Work task 1:
In the passage below about Anna Freud's move to London, at what address did the Freud family settle?
Work task 2:
Carry on the passage about Anna Freud's exile and the Hampstead War Nursery, starting after its last sentence.

Given passage:
-.-.-

Anna and Sigmund Freud on their way into exile, June 1938

The rise of fascism

The collapse of the Austro-Hungarian empire in 1918 had brought a wave of educational reform, opening up new possibilities for progressively-minded teachers and psychoanalysts like Anna Freud.

Sadly, it was short-lived. The 1930s saw right-wing and increasingly militarised factions gaining power in Vienna. In 1932, the Matchbox School shut down. In 1938, Austria was taken over by the Nazis and the Freud family had to flee.

After a brief scramble to make arrangements and obtain travel documents, the family arrived in London in 1938, settling at 20 Maresfield Gardens in Hampstead (now the Freud Museum).

In early September 1939, the Second World War broke out, and a few weeks later Sigmund Freud died.

Anna quickly settled down to work in her new home. “England is indeed a civilised country,” she wrote, “and I am naturally grateful that we are here. There is no pressure of any kind and there is a great deal of space and freedom ahead.”

The Hampstead Clinic

After the outbreak of war Anna set up the Hampstead War Nursery, which provided foster care for over 80 children of single-parent families. She aimed to help the children form attachments by providing continuity of relationships with the helpers and by encouraging mothers to visit as often as possible.

-.-.-

(Saved entries)
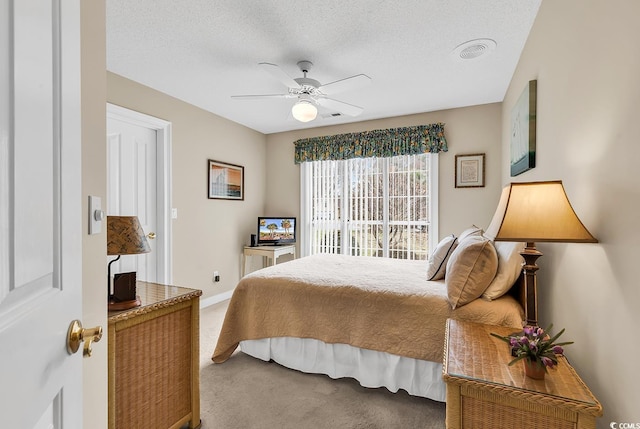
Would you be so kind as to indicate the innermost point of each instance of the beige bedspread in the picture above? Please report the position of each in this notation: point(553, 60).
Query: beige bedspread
point(372, 303)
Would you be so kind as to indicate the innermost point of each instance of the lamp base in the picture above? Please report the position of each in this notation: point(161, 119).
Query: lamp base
point(124, 305)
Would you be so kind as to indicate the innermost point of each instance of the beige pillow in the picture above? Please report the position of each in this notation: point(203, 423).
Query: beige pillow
point(438, 261)
point(509, 268)
point(471, 231)
point(470, 269)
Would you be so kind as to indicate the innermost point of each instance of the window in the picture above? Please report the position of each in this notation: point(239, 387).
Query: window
point(383, 206)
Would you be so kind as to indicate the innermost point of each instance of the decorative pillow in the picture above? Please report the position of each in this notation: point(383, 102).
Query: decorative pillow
point(509, 268)
point(438, 261)
point(471, 231)
point(470, 269)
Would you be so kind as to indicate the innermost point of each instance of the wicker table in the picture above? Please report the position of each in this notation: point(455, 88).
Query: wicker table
point(484, 392)
point(154, 379)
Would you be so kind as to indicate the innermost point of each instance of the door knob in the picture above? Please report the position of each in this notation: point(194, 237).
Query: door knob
point(77, 334)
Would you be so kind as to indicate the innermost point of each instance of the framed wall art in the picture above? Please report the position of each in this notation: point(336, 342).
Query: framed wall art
point(523, 131)
point(470, 171)
point(225, 181)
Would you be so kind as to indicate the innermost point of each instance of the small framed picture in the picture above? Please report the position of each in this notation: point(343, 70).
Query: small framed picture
point(226, 181)
point(470, 171)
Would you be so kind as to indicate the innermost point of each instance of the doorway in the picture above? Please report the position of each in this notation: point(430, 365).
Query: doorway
point(139, 183)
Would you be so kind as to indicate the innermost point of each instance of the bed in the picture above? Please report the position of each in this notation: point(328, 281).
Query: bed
point(377, 320)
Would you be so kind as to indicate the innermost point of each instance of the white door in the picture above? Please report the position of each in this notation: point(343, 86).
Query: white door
point(40, 213)
point(132, 188)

-.-.-

Output 1:
20 Maresfield Gardens in Hampstead.

Output 2:
Together with Dorothy Burlingham she published studies of the children under stress in Young Children in Wartime and Infants without Families. Later she was to say:

“I have been especially fortunate all my life. From the very beginning, I was able to move back and forth between practice and theory.”

The Freud-Klein controversy

Psychoanalysis was already established in England when Anna Freud arrived. A key figure in British psychoanalysis was Melanie Klein.

Klein was especially interested in child analysis, and her views were sharply opposed to those of Anna Freud.

Against the background of the Second World War, the growing differences between Anna Freud and Melanie Klein were debated in a series of scientific meetings, which later became known as the ‘Controversial Discussions’.

The psychoanalyst Margaret Little later recalled:

“The first scientific meeting of the British Psycho-Analytical Society that I attended was a noisy evening with bombs dropping every few minutes and people ducking as each crash came. In the middle of the discussion someone I later came to know as D.W. stood up and said, ‘I should like to point out that there is an air raid going on,’ and sat down. No notice was taken, and the meeting went on as before!”

The ‘Controversial Discussions’ ended with a formal division within the British Psychoanalytical Society, between the Anna Freudians, the Kleinians and the independents. This division continues to this day.